## Objective
Show, copied in full, each line below that contains the string "green". Matching is case-sensitive.

## Material provided
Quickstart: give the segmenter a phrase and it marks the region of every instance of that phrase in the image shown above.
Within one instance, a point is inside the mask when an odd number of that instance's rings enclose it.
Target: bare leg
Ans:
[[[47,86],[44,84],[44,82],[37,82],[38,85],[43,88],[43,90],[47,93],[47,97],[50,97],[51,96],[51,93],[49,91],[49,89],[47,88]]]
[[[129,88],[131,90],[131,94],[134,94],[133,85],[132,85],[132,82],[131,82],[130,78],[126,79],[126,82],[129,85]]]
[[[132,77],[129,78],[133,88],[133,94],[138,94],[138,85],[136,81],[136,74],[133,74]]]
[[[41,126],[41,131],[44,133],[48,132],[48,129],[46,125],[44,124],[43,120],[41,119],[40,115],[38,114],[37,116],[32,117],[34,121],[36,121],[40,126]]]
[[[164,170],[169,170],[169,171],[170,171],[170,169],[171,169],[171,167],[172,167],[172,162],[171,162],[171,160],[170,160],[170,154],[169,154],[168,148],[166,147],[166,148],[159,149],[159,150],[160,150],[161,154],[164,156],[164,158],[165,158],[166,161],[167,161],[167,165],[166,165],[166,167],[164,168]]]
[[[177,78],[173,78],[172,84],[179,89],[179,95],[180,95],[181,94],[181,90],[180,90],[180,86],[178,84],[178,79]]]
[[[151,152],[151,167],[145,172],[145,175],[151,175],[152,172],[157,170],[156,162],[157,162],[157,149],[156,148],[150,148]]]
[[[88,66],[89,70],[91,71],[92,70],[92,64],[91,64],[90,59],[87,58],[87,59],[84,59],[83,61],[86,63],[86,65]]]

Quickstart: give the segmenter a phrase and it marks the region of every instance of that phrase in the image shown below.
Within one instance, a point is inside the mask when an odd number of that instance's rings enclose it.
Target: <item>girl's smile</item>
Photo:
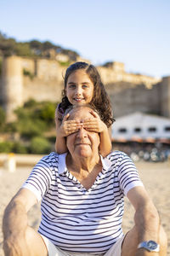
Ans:
[[[76,70],[69,76],[65,93],[72,105],[89,103],[92,101],[94,84],[85,70]]]

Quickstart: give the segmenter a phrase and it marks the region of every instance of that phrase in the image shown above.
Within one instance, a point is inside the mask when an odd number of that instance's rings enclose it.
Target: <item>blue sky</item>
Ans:
[[[93,64],[170,75],[169,0],[0,0],[0,31],[17,41],[49,40]]]

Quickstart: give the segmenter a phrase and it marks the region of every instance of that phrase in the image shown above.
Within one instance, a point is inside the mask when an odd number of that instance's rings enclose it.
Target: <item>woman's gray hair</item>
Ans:
[[[94,106],[92,106],[91,104],[88,104],[88,103],[78,104],[78,105],[71,105],[71,106],[69,106],[66,108],[64,116],[65,116],[67,113],[69,113],[71,110],[73,110],[73,109],[78,109],[78,108],[88,108],[92,109],[93,111],[94,111],[95,113],[97,113],[97,114],[101,119],[99,111]]]

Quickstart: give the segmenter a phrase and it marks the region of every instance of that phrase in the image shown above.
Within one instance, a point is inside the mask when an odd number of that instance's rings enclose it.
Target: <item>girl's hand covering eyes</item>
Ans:
[[[67,113],[61,123],[60,127],[59,128],[59,132],[61,137],[67,137],[68,135],[77,131],[81,126],[82,123],[76,120],[67,120],[70,116],[70,113]]]
[[[93,117],[83,120],[83,128],[89,131],[103,132],[107,130],[106,125],[100,119],[99,116],[94,111],[90,111]]]

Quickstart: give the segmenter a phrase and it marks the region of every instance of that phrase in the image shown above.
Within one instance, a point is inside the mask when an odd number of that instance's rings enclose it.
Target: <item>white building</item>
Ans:
[[[117,118],[112,125],[111,135],[114,142],[170,143],[170,119],[136,112]]]

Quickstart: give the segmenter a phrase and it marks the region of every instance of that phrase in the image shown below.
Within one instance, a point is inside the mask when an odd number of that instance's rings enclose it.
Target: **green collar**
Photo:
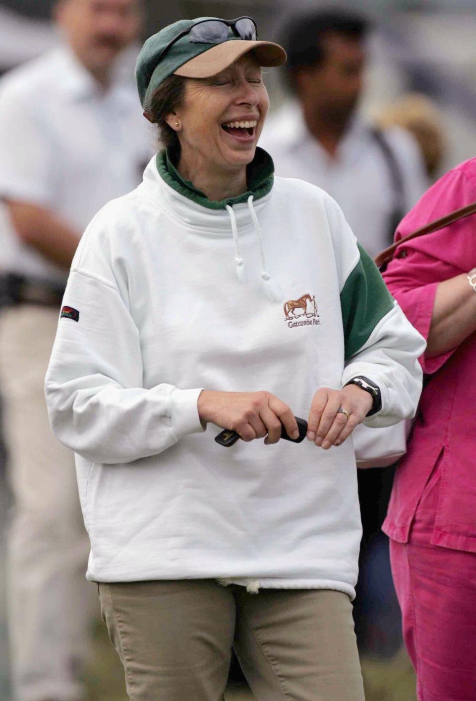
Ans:
[[[209,200],[206,195],[195,187],[193,183],[184,180],[172,163],[171,154],[168,151],[160,151],[155,162],[160,177],[167,185],[184,197],[209,210],[224,210],[226,205],[232,206],[240,204],[246,202],[250,195],[253,195],[255,200],[259,200],[267,195],[273,186],[274,164],[271,156],[260,148],[256,149],[254,158],[246,166],[247,191],[237,197],[220,201]]]

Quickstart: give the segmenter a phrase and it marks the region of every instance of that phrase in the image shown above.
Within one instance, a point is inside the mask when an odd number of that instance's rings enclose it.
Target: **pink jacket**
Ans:
[[[396,240],[476,201],[476,158],[443,176],[401,222]],[[384,275],[410,321],[428,338],[438,283],[476,267],[476,215],[397,249]],[[383,529],[407,543],[421,494],[435,468],[441,486],[432,544],[476,552],[476,334],[438,358],[408,452],[396,474]],[[442,459],[438,457],[442,455]]]

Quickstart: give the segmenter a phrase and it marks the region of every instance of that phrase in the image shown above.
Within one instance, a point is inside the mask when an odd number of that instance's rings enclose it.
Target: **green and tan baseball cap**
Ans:
[[[185,32],[206,20],[220,21],[215,17],[181,20],[147,39],[136,64],[137,89],[144,109],[150,109],[154,91],[172,74],[185,78],[209,78],[248,51],[253,51],[260,66],[281,66],[285,62],[286,54],[282,46],[272,41],[241,39],[231,27],[228,27],[226,39],[220,43],[190,41],[190,34]],[[172,43],[182,32],[183,36]]]

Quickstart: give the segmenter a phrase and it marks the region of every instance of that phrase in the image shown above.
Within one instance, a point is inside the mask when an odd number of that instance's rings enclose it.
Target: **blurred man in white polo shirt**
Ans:
[[[358,15],[317,11],[286,23],[284,67],[293,99],[270,116],[260,146],[276,173],[328,192],[374,256],[427,186],[419,148],[398,128],[377,131],[357,107],[369,27]]]
[[[293,99],[268,118],[260,146],[271,154],[276,175],[302,178],[329,193],[375,256],[393,243],[400,219],[427,189],[419,147],[406,131],[377,130],[358,113],[370,29],[365,18],[337,8],[318,10],[295,14],[285,26],[281,43],[288,53],[284,70]],[[400,640],[391,584],[375,583],[390,581],[380,526],[393,475],[391,468],[358,475],[363,536],[354,612],[360,650],[372,654],[391,654]],[[383,569],[375,578],[371,563],[380,552]],[[382,626],[382,617],[372,613],[378,596],[391,613],[386,629],[375,635]]]
[[[129,53],[138,0],[59,0],[55,13],[61,46],[0,81],[0,388],[15,499],[15,701],[83,697],[89,548],[73,454],[49,427],[44,375],[78,239],[106,202],[137,185],[153,144]]]

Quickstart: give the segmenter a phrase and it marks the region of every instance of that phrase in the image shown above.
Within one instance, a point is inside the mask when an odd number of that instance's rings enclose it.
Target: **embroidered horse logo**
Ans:
[[[307,319],[319,315],[317,313],[315,295],[311,297],[310,294],[303,294],[299,299],[288,299],[284,303],[284,317],[286,321],[304,316],[304,314]]]

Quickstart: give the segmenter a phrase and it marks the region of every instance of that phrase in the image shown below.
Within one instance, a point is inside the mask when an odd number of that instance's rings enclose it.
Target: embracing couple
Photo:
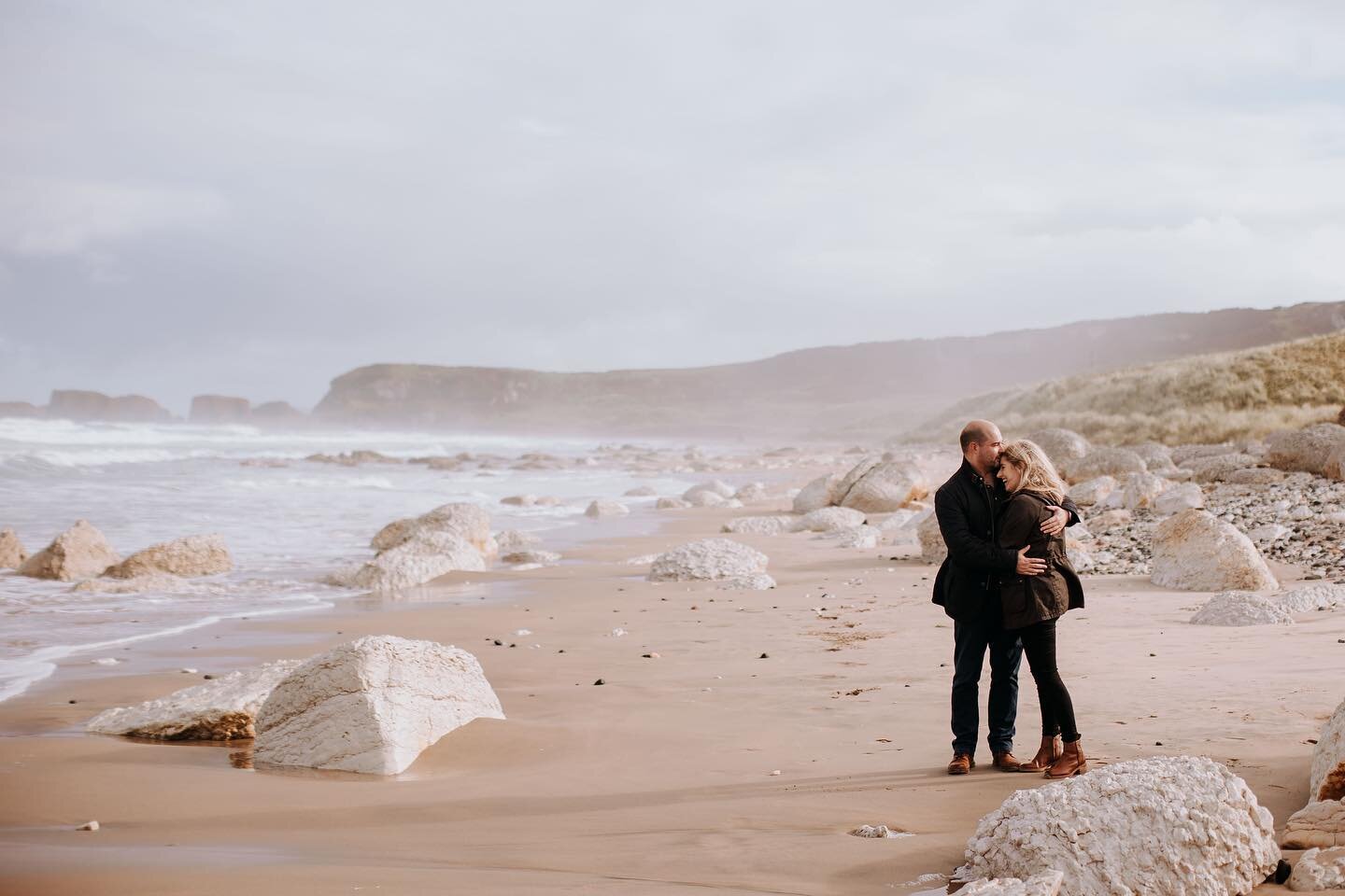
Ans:
[[[1056,668],[1056,621],[1084,606],[1065,556],[1067,525],[1079,508],[1050,458],[1026,439],[1005,443],[989,420],[962,430],[962,467],[935,494],[948,556],[933,602],[954,621],[952,762],[950,775],[976,767],[981,666],[990,653],[990,752],[995,768],[1069,778],[1088,771],[1069,692]],[[1018,666],[1028,666],[1041,701],[1041,748],[1013,755]]]

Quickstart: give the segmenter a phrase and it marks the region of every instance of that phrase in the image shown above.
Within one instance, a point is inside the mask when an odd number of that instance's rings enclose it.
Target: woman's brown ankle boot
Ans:
[[[1072,778],[1085,771],[1088,771],[1088,760],[1084,758],[1081,742],[1076,740],[1065,744],[1064,754],[1046,770],[1046,778]]]
[[[1025,762],[1021,766],[1018,766],[1018,771],[1032,771],[1041,774],[1042,771],[1050,768],[1050,763],[1060,759],[1063,754],[1064,750],[1060,744],[1059,736],[1042,737],[1041,748],[1037,750],[1037,755],[1033,756],[1030,762]]]

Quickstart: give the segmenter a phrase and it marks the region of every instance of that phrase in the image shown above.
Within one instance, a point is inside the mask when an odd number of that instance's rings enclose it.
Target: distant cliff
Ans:
[[[632,435],[890,435],[995,388],[1345,329],[1345,302],[1150,314],[990,336],[812,348],[689,369],[550,373],[374,364],[332,380],[331,422]]]

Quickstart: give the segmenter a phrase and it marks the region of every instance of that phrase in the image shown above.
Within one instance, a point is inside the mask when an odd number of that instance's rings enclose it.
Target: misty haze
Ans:
[[[1342,150],[1307,0],[4,4],[0,892],[1345,892]]]

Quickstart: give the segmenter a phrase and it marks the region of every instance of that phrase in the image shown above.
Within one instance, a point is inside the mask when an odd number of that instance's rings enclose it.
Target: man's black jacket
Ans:
[[[954,619],[970,619],[999,599],[999,576],[1013,575],[1018,552],[995,547],[999,506],[1009,500],[1003,482],[990,488],[966,459],[933,496],[939,531],[948,556],[933,580],[933,602]],[[1079,508],[1068,497],[1069,525],[1079,521]]]

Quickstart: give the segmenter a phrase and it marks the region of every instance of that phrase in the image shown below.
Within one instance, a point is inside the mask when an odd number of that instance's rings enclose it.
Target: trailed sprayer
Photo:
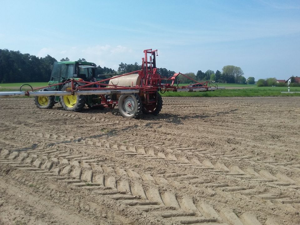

## Solution to this problem
Target: **green collar**
Target: **green and tan baseball cap**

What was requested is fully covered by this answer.